### TESTO
☆ ☆ ☆ ☆ ☆

Primo ‘comandamento’: dire la verità, con opportuni tempi e modi, per aiutare il bambino a capire cosa gli sta succedendo. E poi costruire un rapporto di fiducia per soddisfare il bisogno di sentirsi protetto e sicuro; dare speranza, e non illusione, massimizzare la felicità possibile nella condizione imposta dalla malattia; ascoltare i bisogni del bambino, riconoscendolo come specifico individuo; orientare i genitori nelle decisioni, a volte difficili.
La Carta sintetizza la missione della Fondazione: aiutare i medici perché possano aiutare i malati”. Il trauma per un bambino che entra in ospedale e i suoi genitori, precisa Jankovic, “è il cambiamento di vita. Riportare alla normalità la famiglia, pur dovendo fare cure o esami, non è così facile. Saper osservare e ascoltare, pur tenendo noi medici le redini, è un valore aggiunto”.
Una Carta “è importante perché questi aspetti difficilmente i libri e le scuole di formazione te li tramandano e gli spunti in letteratura sono dispersi”. I processi di cui si parla “richiedono dedizione e tempo, quel tempo tiranno che a volte noi non vogliamo avere. Non si tratta di ritagliare momenti per parlare a un bambino, parlargli è parte integrante della nostra professionalità e dobbiamo dedicare tempo a questo esattamente come ad altre cose, essere in grado di suddividere le nostre giornate nella maniera più adeguata”.

☆ ☆ ☆ ☆ ☆

### CONSEGNA 1
Restituisci dal testo tutto il passo che va da "Primo ‘comandamento’: dire" giù fino a "a volte difficili.", senza cambiare nulla.
### CONSEGNA 2
Secondo il testo, quale missione della Fondazione viene sintetizzata dalla Carta?
Il materiale non ha alcun ruolo in questo lavoro.

### ESTRATTO DEI DATI
☆ ☆ ☆ ☆ ☆

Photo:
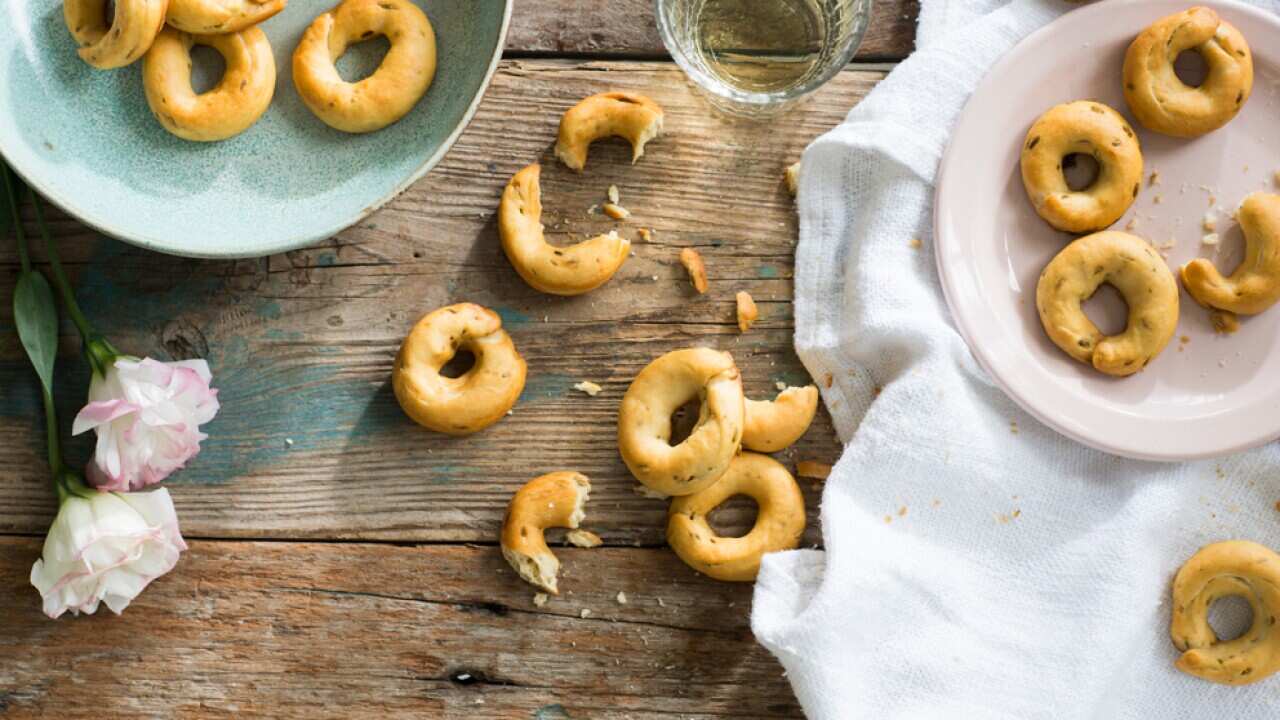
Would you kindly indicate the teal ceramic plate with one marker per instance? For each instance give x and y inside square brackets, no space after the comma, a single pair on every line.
[86,140]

☆ ☆ ☆ ☆ ☆

### SOLUZIONE 1
Primo ‘comandamento’: dire la verità, con opportuni tempi e modi, per aiutare il bambino a capire cosa gli sta succedendo. E poi costruire un rapporto di fiducia per soddisfare il bisogno di sentirsi protetto e sicuro; dare speranza, e non illusione, massimizzare la felicità possibile nella condizione imposta dalla malattia; ascoltare i bisogni del bambino, riconoscendolo come specifico individuo; orientare i genitori nelle decisioni, a volte difficili.

### SOLUZIONE 2
Aiutare i medici perché possano aiutare i malati.